_TASK PROMPT_
Rewrite the lines below, replacing every occurrence of "keypoint" with "marker" and leaving everything else unchanged.

_TASK DATA_
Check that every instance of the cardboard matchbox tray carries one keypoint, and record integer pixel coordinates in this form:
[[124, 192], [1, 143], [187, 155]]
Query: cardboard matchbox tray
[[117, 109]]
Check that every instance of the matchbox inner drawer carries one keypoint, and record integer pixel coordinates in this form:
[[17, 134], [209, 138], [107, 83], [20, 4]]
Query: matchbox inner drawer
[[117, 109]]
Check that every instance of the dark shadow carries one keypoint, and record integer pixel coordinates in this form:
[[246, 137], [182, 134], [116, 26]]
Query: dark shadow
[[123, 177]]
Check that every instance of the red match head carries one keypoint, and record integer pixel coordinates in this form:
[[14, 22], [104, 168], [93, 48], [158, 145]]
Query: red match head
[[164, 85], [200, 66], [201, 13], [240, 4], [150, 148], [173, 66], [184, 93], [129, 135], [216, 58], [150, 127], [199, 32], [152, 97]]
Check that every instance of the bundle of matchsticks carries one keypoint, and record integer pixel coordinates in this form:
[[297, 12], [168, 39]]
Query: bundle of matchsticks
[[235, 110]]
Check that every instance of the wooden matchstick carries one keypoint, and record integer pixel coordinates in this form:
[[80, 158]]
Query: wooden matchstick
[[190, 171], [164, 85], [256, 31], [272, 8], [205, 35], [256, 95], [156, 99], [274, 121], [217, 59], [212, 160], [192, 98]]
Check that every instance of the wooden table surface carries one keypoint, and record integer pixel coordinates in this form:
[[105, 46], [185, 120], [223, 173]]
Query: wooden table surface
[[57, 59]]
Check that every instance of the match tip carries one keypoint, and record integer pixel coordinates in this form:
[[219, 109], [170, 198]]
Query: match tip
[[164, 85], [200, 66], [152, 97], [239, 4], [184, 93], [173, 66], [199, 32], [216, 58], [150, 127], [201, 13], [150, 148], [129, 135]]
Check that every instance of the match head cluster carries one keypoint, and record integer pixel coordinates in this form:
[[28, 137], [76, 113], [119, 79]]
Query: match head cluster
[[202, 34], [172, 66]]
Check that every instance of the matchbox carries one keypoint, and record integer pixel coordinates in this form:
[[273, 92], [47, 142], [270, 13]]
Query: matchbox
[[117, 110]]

_PROBLEM SOLUTION_
Check that every instance of the cardboard matchbox tray carries one marker, and record integer pixel coordinates in this form:
[[124, 192], [1, 143], [187, 155]]
Query: cardboard matchbox tray
[[117, 109]]
Check that every instance of the matchbox inner drawer carries one marker, and record integer pixel coordinates in this form:
[[17, 134], [209, 138], [107, 83], [20, 4]]
Query: matchbox inner drawer
[[117, 109]]
Check that every instance of the dark shadow carries one marker, and record integer pixel coordinates in this form:
[[246, 137], [182, 134], [116, 26]]
Query: dark shadow
[[123, 177]]
Check that every instance of the red match head carries one marker, and record integer pixel coordinates in this form:
[[14, 22], [104, 168], [93, 48], [158, 145]]
Query: red match head
[[164, 85], [200, 66], [201, 13], [240, 4], [150, 148], [173, 66], [184, 93], [129, 135], [216, 58], [150, 127], [199, 32], [152, 97]]
Check that every instance of the bundle of matchsticks carries one marker, and record integer pixel coordinates in this form:
[[297, 12], [168, 39]]
Query: bundle of matchsticks
[[235, 110]]
Check that every instance of the wooden matchstick carries one marker, and record integer pixel coordinates in this form:
[[80, 158]]
Query: wooden matchstick
[[190, 171], [164, 85], [256, 31], [272, 8], [205, 35], [256, 95], [156, 99], [274, 121], [217, 59], [212, 160], [192, 98]]
Check that every instance of the wooden table surface carries one marker, and record integer pixel coordinates in this form:
[[105, 46], [185, 120], [223, 173]]
Query: wooden table surface
[[57, 59]]
Check that every instance of the match tip carries one marker, and record integer pixel coordinates in this form:
[[219, 109], [170, 198]]
Query: match tip
[[164, 85], [200, 66], [152, 97], [239, 4], [184, 93], [173, 66], [199, 32], [216, 58], [150, 127], [201, 13], [150, 148], [129, 135]]
Check that every instance of the match head cluster carries one marker, and record integer pixel coordinates in this form:
[[28, 137], [76, 113], [119, 79]]
Query: match head cluster
[[202, 34], [172, 66]]
Check that every instance of the matchbox carries one marker, and record integer pixel coordinates in this form:
[[273, 92], [47, 142], [270, 13]]
Query: matchbox
[[117, 110]]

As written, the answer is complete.